# start of TASK MATERIAL

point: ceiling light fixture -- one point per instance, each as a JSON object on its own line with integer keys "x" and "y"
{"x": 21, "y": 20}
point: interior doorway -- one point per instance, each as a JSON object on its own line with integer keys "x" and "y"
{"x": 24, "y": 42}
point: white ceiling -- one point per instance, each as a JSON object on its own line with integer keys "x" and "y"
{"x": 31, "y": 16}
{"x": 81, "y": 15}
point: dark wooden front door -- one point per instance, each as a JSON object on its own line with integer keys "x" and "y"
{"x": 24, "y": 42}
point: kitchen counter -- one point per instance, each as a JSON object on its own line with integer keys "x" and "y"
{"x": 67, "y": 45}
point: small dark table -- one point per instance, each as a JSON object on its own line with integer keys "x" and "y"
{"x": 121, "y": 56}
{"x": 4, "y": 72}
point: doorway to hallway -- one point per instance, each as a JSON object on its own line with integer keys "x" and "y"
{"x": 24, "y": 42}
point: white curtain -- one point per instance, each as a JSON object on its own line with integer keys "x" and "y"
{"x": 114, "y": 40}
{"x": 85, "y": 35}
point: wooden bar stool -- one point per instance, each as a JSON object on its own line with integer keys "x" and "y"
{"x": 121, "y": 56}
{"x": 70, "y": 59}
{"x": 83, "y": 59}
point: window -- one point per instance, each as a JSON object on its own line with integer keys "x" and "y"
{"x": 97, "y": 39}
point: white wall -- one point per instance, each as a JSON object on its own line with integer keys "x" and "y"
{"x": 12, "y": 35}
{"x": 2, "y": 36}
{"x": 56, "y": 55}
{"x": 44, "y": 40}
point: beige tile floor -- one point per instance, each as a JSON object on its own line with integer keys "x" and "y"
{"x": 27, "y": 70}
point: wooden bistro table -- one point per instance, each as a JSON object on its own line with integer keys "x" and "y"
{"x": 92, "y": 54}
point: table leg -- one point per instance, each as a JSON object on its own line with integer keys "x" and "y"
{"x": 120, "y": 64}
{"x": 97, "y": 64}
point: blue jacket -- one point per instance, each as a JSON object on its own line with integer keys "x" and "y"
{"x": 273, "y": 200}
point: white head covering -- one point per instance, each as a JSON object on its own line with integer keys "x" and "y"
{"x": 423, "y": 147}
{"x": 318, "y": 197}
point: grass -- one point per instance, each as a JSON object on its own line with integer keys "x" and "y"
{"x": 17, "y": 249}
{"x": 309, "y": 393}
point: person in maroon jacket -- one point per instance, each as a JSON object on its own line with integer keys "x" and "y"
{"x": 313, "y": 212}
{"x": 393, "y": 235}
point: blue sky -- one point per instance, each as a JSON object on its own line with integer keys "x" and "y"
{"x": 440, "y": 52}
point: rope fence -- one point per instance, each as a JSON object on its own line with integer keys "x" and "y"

# end of TASK MATERIAL

— DIRECTIONS FOR THIS TASK —
Your task is to reproduce the whole listing exactly.

— EXERCISE OUTPUT —
point: ceiling light fixture -- one point per instance, each as a JSON object on its own line with integer keys "x" and "y"
{"x": 21, "y": 20}
point: interior doorway -- one point per instance, each as a JSON object on its own line with integer keys "x" and "y"
{"x": 24, "y": 42}
point: white ceiling -- one point per instance, each as a JSON object on its own line with integer keys "x" and "y"
{"x": 31, "y": 16}
{"x": 81, "y": 15}
point: dark wooden front door -- one point per instance, each as a JSON object on its own line with integer keys "x" and "y"
{"x": 24, "y": 42}
point: kitchen counter -- one point per instance, each as a JSON object on its own line with integer keys "x" and "y"
{"x": 67, "y": 45}
point: small dark table -- one point per instance, each as a JSON object on its own line with integer keys "x" and "y"
{"x": 121, "y": 56}
{"x": 4, "y": 72}
point: doorway to hallway -- one point per instance, each as a JSON object on its own line with integer keys "x" and "y"
{"x": 24, "y": 42}
point: white curtain -- one point per instance, each as a JSON object on its own line with integer keys "x" and "y"
{"x": 114, "y": 40}
{"x": 85, "y": 35}
point: wooden bar stool -- one point per instance, each as a JSON object on its own line with integer keys "x" and "y"
{"x": 121, "y": 56}
{"x": 70, "y": 59}
{"x": 83, "y": 59}
point: window -- one point per instance, each as a JSON object on its own line with integer keys "x" and "y"
{"x": 97, "y": 39}
point: white wall -- one point per instance, each as a JSON object on its own line with integer keys "x" and "y"
{"x": 12, "y": 35}
{"x": 2, "y": 36}
{"x": 56, "y": 55}
{"x": 44, "y": 40}
point: beige tile floor -- one point per instance, each as a JSON object on its own line with integer keys "x" and "y"
{"x": 27, "y": 70}
point: wooden bistro table -- one point per instance, each as a JSON object on its own line with integer keys "x" and "y"
{"x": 92, "y": 54}
point: table leg -- one point per instance, each as a JSON object on its own line with integer keys "x" and "y"
{"x": 120, "y": 64}
{"x": 97, "y": 64}
point: blue jacket -- one point per instance, each as a JSON object on its own line with integer keys "x" and "y"
{"x": 273, "y": 200}
point: white head covering -- one point per instance, each as a JSON object on its own line with integer keys "x" and "y"
{"x": 423, "y": 147}
{"x": 318, "y": 197}
point: grass -- one point per instance, each as a JSON object on its own line with integer keys "x" and "y"
{"x": 17, "y": 249}
{"x": 309, "y": 393}
point: person in maroon jacket -- one point per instance, each as a JSON object on its own line with integer keys "x" and "y"
{"x": 313, "y": 212}
{"x": 393, "y": 235}
point: blue sky -- one point per instance, each as a JSON object on its own line with integer keys "x" and "y"
{"x": 440, "y": 52}
point: rope fence -- one point per instance, each as a JSON object on its own line with integer keys "x" and "y"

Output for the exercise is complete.